§ WHAT YOU SHOULD DO
Put the lines below into a numbered list, leaving out any blank lines.

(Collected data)
========================

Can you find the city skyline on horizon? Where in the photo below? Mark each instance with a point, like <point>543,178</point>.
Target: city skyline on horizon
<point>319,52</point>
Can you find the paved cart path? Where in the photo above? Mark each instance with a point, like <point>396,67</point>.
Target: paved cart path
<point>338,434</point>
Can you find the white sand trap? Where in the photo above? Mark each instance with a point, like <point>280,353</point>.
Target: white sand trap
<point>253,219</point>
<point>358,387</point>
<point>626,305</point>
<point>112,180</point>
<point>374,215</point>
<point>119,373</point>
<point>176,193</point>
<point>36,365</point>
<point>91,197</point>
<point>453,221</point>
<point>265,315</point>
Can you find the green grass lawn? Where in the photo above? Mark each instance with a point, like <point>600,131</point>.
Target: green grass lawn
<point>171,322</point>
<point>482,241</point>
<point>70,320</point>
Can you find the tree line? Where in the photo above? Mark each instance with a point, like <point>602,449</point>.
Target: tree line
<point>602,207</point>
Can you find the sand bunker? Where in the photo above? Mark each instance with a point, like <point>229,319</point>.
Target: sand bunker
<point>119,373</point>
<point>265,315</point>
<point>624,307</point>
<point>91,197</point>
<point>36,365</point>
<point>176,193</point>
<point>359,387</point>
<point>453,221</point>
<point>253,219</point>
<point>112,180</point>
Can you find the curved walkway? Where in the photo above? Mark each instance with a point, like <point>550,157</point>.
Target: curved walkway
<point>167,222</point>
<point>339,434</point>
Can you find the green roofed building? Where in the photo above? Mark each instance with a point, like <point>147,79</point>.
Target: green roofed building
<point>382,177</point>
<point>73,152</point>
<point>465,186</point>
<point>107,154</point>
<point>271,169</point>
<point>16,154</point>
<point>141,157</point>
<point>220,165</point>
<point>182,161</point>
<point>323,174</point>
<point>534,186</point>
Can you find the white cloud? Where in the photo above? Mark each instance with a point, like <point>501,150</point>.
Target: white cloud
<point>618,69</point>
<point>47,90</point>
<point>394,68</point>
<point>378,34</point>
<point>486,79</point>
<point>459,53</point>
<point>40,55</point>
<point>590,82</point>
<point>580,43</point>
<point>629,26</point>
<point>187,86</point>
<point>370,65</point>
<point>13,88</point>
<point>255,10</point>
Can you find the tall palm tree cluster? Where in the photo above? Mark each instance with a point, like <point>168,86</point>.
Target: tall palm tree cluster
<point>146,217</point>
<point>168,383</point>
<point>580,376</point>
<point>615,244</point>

========================

§ RESULT OF THIS TASK
1. Can you find the city skyline on horizon? Where in the photo below? Mark each instance with a point, like <point>543,178</point>.
2. Target: city skyline on horizon
3. <point>319,52</point>
4. Can you find the paved cart path? Where in the photo above? Mark each instance with a point, like <point>396,67</point>.
5. Target: paved cart path
6. <point>338,434</point>
7. Can you find the white sand trap? Where in the photo above? Mark each instance with a point, like <point>280,353</point>.
8. Target: white sand trap
9. <point>253,219</point>
10. <point>358,387</point>
11. <point>626,305</point>
12. <point>112,180</point>
13. <point>374,215</point>
14. <point>119,373</point>
15. <point>176,193</point>
16. <point>36,365</point>
17. <point>91,197</point>
18. <point>453,221</point>
19. <point>265,315</point>
20. Can you find the green grass lawn? Where in the photo above? Mark each instance with a point, like <point>600,131</point>.
21. Target: green grass lawn
22. <point>171,322</point>
23. <point>482,241</point>
24. <point>70,320</point>
25. Can you find the tree line? Where in the photo above? Mark each instance with a point, like <point>602,449</point>.
26. Target: tree line
27. <point>602,207</point>
28. Can you find the sand bunker? Where in the photo above? Mark each instance with a point, like <point>229,319</point>.
29. Target: sand bunker
30. <point>119,373</point>
31. <point>265,315</point>
32. <point>624,307</point>
33. <point>91,197</point>
34. <point>36,365</point>
35. <point>176,193</point>
36. <point>359,387</point>
37. <point>453,221</point>
38. <point>253,219</point>
39. <point>112,180</point>
40. Can you find the curved walkway? Where in the photo above? Mark each instance with a point, like <point>550,157</point>.
41. Target: curved walkway
42. <point>167,222</point>
43. <point>339,434</point>
44. Can you find the green roofed building? Where in the photo above? Mark each instance with a point, like <point>147,79</point>.
45. Target: green roofed building
46. <point>382,177</point>
47. <point>73,152</point>
48. <point>465,186</point>
49. <point>107,154</point>
50. <point>271,169</point>
51. <point>16,154</point>
52. <point>141,157</point>
53. <point>220,165</point>
54. <point>182,161</point>
55. <point>323,174</point>
56. <point>534,186</point>
57. Can you find the white cloud? Where in the photo above? Mark each instance with a point, like <point>501,150</point>.
58. Target: white cloud
59. <point>618,69</point>
60. <point>47,90</point>
61. <point>394,68</point>
62. <point>378,34</point>
63. <point>486,79</point>
64. <point>459,53</point>
65. <point>40,55</point>
66. <point>590,82</point>
67. <point>580,43</point>
68. <point>629,26</point>
69. <point>187,86</point>
70. <point>370,65</point>
71. <point>13,88</point>
72. <point>255,10</point>
73. Can you find the tall palm tree cluster? Where in the photo above? Mark each instance with a point, like <point>168,86</point>.
74. Target: tall palm tree cluster
75. <point>146,217</point>
76. <point>168,383</point>
77. <point>580,376</point>
78. <point>615,244</point>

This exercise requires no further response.